TEXTO FUENTE →

↓↓↓

Ondas gravitacionales, conociendo el cosmos
En el principio el hombre alzó su mirada al cielo y trató de entender que eran esas luces que observaba en la bóveda celeste.
Hemos detectado ondas gravitacionales. ¡Lo hicimos!”, celebró el pasado 11 de febrero David Reitze, director ejecutivo de la colaboración LIGO (por Laser Interferometer Gravitational-Wave Observatory) en una conferencia de prensa que parecía una fiesta y que será recordada por mucho tiempo.
Reitze anunciaba así la primera detección directa de una onda gravitacional, un acontecimiento histórico que podría ser el inicio de una nueva era en la astronomía, una en la que incluso las regiones más oscuras del Universo podrán ser exploradas.
Einstein notó en 1916 que su teoría indica que cualquier cuerpo es capaz de producir deformaciones ondulatorias en el espacio si sufre una aceleración repentina. Esto ocurre, por ejemplo, cuando dos objetos arbitrarios chocan, o cuando dos cuerpos casi idénticos giran uno alrededor del otro, como si fueran dos canicas cayendo juntas por un embudo.
Un ejemplo menos terrenal es la colisión entre cuerpos celestes (meteoros, planetas, estrellas, galaxias). Otro más complejo es el sistema binario de planetoides Plutón-Caronte, que giran uno en torno al otro y se desplazan juntos alrededor del Sol.
La existencia de las ondas gravitacionales es, como la de los agujeros negros, una inesperada predicción de la Relatividad General. Ésta, concebida en 1915 por Albert Einstein, describe la gravedad como el resultado de la deformación del espacio por la presencia de cualquier cuerpo con masa.
Las ondas gravitacionales, al desplazarse, alargan y contraen repetitivamente el espacio por el que transitan gracias a la energía que transportan, similar a como las ondas de sonido contraen y expanden el aire o las olas en el mar lo deforman.

↑↑↑

ENTRADAS →
↓↓↓

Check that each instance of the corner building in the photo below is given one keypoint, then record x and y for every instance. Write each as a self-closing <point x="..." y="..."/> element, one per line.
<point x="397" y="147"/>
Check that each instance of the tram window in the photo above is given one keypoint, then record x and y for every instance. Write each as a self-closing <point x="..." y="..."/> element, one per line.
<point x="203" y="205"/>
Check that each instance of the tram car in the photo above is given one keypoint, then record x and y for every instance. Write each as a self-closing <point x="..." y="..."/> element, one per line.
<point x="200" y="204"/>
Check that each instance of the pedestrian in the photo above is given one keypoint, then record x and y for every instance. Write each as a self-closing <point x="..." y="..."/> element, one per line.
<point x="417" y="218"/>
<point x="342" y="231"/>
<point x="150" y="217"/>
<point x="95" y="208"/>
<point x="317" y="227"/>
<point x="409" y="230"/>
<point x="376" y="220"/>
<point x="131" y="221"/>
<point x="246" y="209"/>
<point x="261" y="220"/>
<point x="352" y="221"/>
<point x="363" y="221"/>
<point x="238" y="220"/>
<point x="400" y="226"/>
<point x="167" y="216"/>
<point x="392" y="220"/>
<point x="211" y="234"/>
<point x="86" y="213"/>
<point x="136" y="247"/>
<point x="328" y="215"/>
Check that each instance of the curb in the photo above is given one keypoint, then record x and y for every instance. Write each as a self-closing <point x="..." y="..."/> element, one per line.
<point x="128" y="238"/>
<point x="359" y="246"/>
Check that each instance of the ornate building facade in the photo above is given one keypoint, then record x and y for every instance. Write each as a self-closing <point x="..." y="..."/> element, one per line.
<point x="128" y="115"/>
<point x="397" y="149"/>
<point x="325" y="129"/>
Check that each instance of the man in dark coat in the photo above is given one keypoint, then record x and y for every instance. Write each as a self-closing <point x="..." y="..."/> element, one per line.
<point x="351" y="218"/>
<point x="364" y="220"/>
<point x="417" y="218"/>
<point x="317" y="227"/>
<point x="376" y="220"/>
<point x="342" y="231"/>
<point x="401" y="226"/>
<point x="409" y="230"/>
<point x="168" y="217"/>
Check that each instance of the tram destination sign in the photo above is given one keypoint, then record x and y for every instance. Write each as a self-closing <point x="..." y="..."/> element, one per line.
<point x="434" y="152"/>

↑↑↑

REQUISITOS →
[A] Según el texto sobre ondas gravitacionales, ¿en qué año concibió Albert Einstein la Relatividad General?
[B] Prolonga el texto sobre ondas gravitacionales desde el punto en que se detiene.
El material procede de otra fuente.

RESULTADOS POR TAREA →
[A] En 1915.

[B]
Einstein encontró también que las ondas gravitacionales, como las ondas de luz o radiación electromagnética, se desplazan a la velocidad de la luz. Desafortunadamente, debido a que la gravedad es la más débil de las fuerzas de la naturaleza, a pesar de que todo cuerpo puede producir ondas gravitacionales, éstas son prácticamente indetectables a menos que sean producidas por fuentes gravitatorias inmensamente masivas o energéticas, tales como estrellas de neutrones (que concentran la masa del Sol en un radio de 10 kilómetros) o agujeros negros.
Por si fuera poco, como la intensidad de las ondas es atenuada con la distancia recorrida y las posibles fuentes supermasivas no son cercanas a la Tierra, incluso en un caso óptimo, una onda que llegara a nosotros causaría deformaciones espaciales mucho más pequeñas que un núcleo atómico.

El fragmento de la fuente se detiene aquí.